**WHAT THIS TASK INVOLVES:** What lines of the data include the string "striped"? Copy them all.

**PROVIDED RECORDS:**
:::::
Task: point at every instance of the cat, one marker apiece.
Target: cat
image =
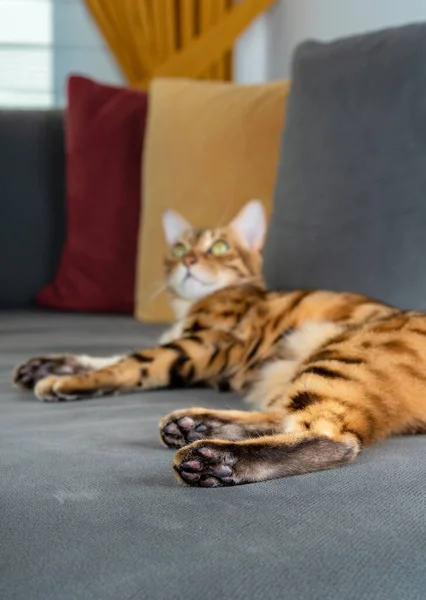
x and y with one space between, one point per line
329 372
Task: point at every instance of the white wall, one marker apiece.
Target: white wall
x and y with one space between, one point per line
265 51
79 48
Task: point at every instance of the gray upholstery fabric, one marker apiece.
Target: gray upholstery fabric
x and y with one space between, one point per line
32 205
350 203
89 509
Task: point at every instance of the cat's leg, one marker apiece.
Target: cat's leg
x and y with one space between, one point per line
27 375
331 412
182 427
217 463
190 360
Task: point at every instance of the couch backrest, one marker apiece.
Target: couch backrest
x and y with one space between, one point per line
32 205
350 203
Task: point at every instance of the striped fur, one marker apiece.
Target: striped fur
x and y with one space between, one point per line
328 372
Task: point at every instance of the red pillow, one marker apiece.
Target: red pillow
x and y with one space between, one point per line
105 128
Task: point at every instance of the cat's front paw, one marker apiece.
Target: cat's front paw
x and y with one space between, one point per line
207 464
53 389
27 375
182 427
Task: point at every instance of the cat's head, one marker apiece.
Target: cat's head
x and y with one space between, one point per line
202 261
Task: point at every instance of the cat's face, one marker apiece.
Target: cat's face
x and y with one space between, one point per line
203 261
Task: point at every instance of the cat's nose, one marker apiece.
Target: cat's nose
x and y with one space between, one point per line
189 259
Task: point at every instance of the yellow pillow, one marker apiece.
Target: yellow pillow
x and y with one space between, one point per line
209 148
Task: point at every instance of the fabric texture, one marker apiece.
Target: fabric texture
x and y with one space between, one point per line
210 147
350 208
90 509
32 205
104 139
:::::
**ANSWER TO THIS EXERCISE:**
Task: point at every instance of the striped fur, one marker apiece.
Target: striped fur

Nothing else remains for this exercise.